Fragmento proporcionado:

============

A Andrea, Adriana, Esteban y Rafa. Ad multos annos.
Estos, Fabio, ¡ay dolor!, que ves ahora
campos de soledad, mustio collado...
Rodrigo Caro, Canción a las ruinas de Itálica.
Hace tiempo que estábamos deseando organizar una salida, una pequeña
excursión. Se trataba, como siempre, de visitar viejos poblados, refugios,
fortalezas o casas de otros siglos que el tiempo y el abandono han ido
derribado, y que, lentamente, se van recuperando. Sentimos una especial atracción
por las ruinas y las caminatas por la montaña, por respirar aire puro, comer
luego bien en algún restaurante del lugar, pasar un rato agradable con
compañeros y amigos, y volver a casa habiendo conocido algo más de nuestra
patria y de su cultura. Las pocas excursiones que hemos hecho hasta ahora no
nos defraudado lo más mínimo. Tampoco lo ha hecho la de hoy.

============

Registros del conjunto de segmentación

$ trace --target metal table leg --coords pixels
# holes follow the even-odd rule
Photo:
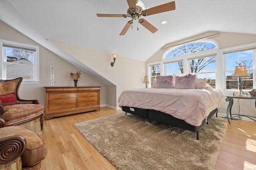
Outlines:
[[[228,108],[227,108],[227,118],[228,118],[228,123],[229,124],[230,124],[230,122],[229,121],[229,115],[228,113],[229,113],[229,114],[230,114],[230,118],[231,118],[232,117],[231,115],[231,109],[232,108],[232,106],[234,103],[234,99],[233,98],[227,97],[227,98],[226,99],[226,101],[228,102]],[[256,106],[256,103],[255,104]]]

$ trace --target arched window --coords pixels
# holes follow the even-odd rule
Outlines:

============

Ejercicios:
- A) Da como lista JSON de cadenas las líneas de las entradas, todo desde la que contiene "window --coords pixels" hasta el final de esas entradas, con una cadena por línea y sin las líneas en blanco.
- B) Prolonga, por favor, el texto sobre la excursión a las ruinas a partir del punto en que se detiene.

Resultados en orden:
- A)
[
  "$ trace --target arched window --coords pixels",
  "# holes follow the even-odd rule",
  "Outlines:"
]

- B)
No soy muy dado a leer nada sobre las ruinas o las ciudades que voy a
visitar. Siempre prefiero ir un poco a mi aire, ver las cosas que me llaman la
atención, caminar por donde yo quiera, y que nadie me diga por dónde tengo que
ir o en qué me tengo que fijar. Cierto es que así, según dicen algunos
compañeros, me entero menos de las cosas. Es posible. Pero las disfruto como a
mí me gusta disfrutarlas. Tengo la ventaja, además, de que no tengo que
explicar nada de lo que he visto. En los museos me sucede lo mismo: no me gusta
que nadie me indique el camino, o me señale cuadros o vitrinas. Yo voy por
donde el instinto me guía. Y dejo a mi imaginación volar libremente. No por eso
dejo de reconocer que, a veces, es muy conveniente prestar oídos a guías y
compañeros. Aunque me resista.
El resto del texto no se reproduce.